_DOCUMENT EXCERPT:_

○ ○ ○ ○

Note the way Jesus responds to Peter. He affirms the good part of what Peter has to say. And this is an affirmation we must hear too. But he also challenges Peter, a challenge that must be heard loud and clear, a challenge to the wrong ways of thinking about Messiah and kingdom. Only as we fully understand who Jesus is, not just potential “political revolutionary” but as the true king, can we understand all this in its fullness, appreciating what we must do also.
A strong case can be made that the whole of Mark’s Gospel is about the identity of Jesus. This book is written to suffering Christians living through Nero’s persecutions in the 1st century, Christians having to wrestle with how they will respond not just to the general vague suffering that surrounds them, but also to the suffering that occurs via the power of the political regime over them. Even as the Christians suffered under the hands of this great tyrant, they were wrestling to understand how their leader, their ruler Jesus, would be greater than Nero and yet not like him at all.
Our story begins all the way back at the beginning of Mark with a discussion of how Jesus will be the king envisioned by the prophet Isaiah, a king who does not rule over simply a worldly Kingdom, but instead a king who rules over an eternal Kingdom, yet paradoxically an eternal kingdom that is already here. But Jesus rules this already-present kingdom not with an iron fist but with gentleness. Isaiah 41 says he will not break a bruised reed, not snuff out a smoldering wick. This is Jesus the powerful and yet compassionate king. Isaiah 40 indicates he leads captives back gently, leading those who carry their young quietly, close to his breast.

○ ○ ○ ○

_RECORD SET:_
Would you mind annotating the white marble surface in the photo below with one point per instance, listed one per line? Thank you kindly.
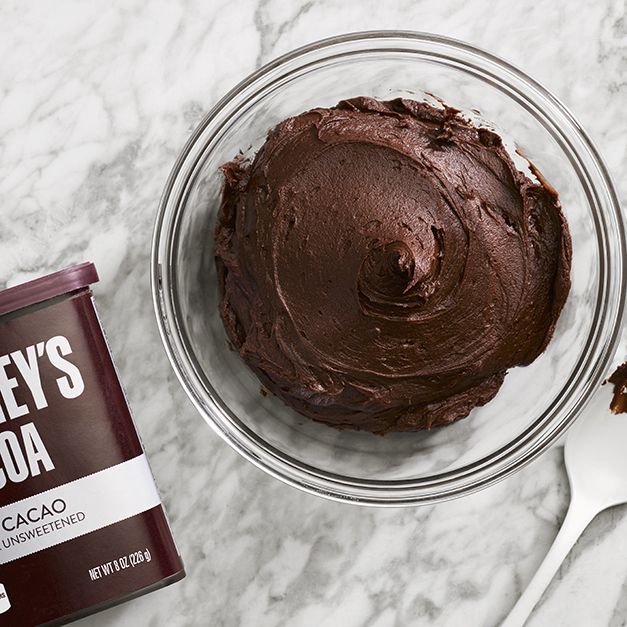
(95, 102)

○ ○ ○ ○

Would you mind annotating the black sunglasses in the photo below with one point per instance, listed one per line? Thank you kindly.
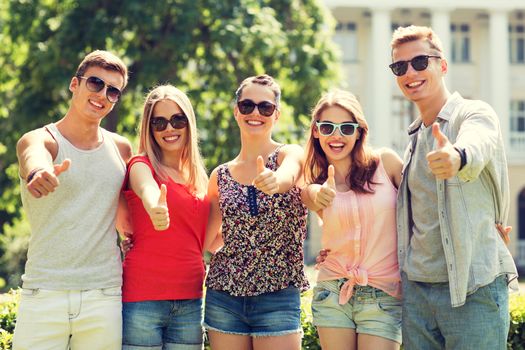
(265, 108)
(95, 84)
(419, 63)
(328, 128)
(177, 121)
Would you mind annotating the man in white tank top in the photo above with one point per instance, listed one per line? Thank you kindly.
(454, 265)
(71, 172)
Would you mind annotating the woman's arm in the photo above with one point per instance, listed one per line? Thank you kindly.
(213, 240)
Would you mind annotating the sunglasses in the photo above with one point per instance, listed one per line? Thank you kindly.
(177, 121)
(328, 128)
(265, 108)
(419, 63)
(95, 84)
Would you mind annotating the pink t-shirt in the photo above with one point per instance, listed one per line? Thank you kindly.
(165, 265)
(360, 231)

○ ○ ○ ○

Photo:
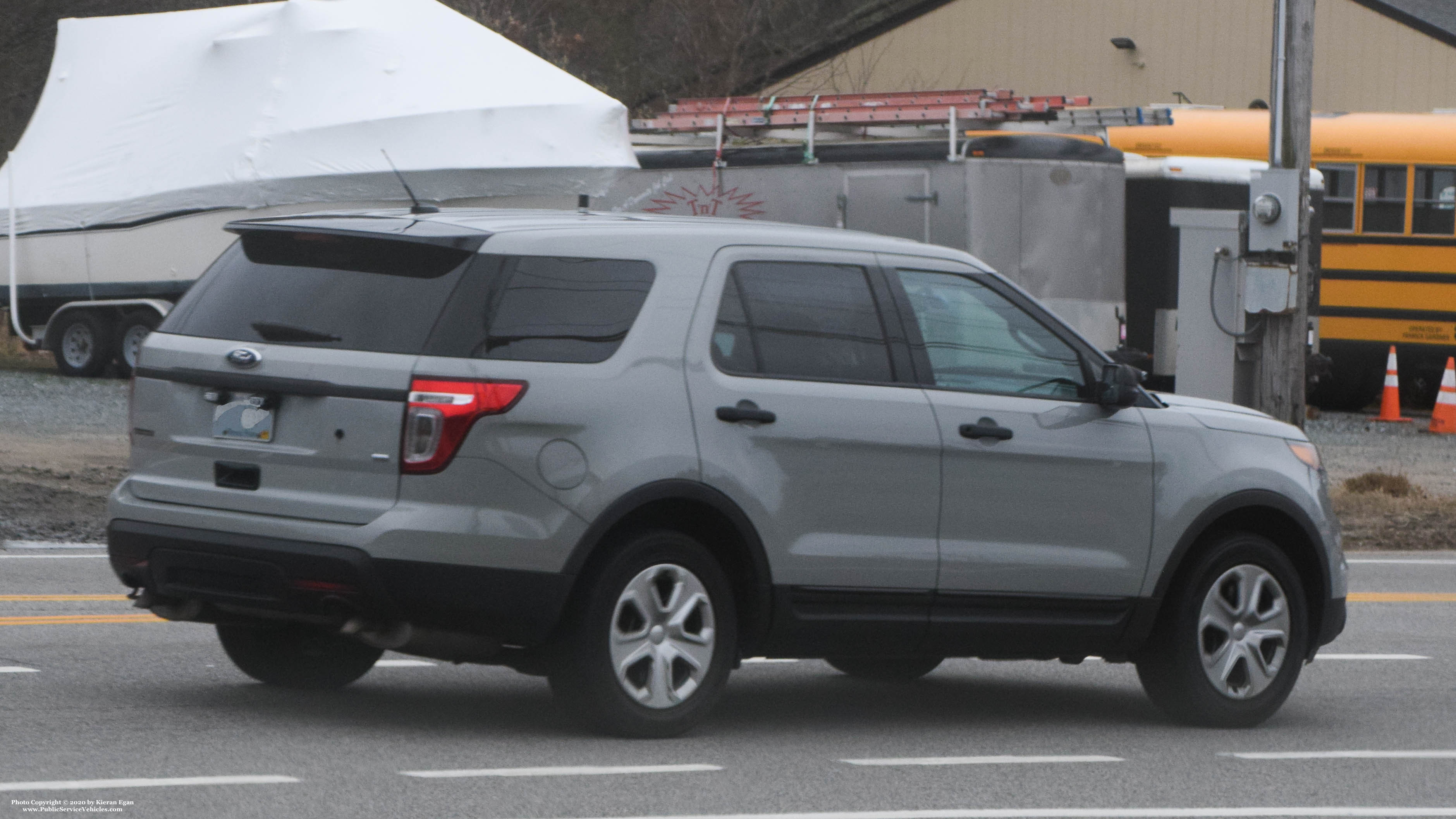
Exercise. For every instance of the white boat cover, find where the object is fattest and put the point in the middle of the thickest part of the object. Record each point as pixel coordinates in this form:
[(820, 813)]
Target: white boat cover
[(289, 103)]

○ ○ ○ ○

_WHAT THIS EXERCISE ASKS:_
(a) From the passage on Mark's Gospel, return everything from "Note the way" down to "must do also.".
(b) According to the passage on Mark's Gospel, who were the original readers of Mark's Gospel?
The items are separate from the passage on Mark's Gospel.

_OUTPUTS IN ORDER:_
(a)
Note the way Jesus responds to Peter. He affirms the good part of what Peter has to say. And this is an affirmation we must hear too. But he also challenges Peter, a challenge that must be heard loud and clear, a challenge to the wrong ways of thinking about Messiah and kingdom. Only as we fully understand who Jesus is, not just potential “political revolutionary” but as the true king, can we understand all this in its fullness, appreciating what we must do also.

(b) Suffering Christians living through Nero's persecutions in the 1st century.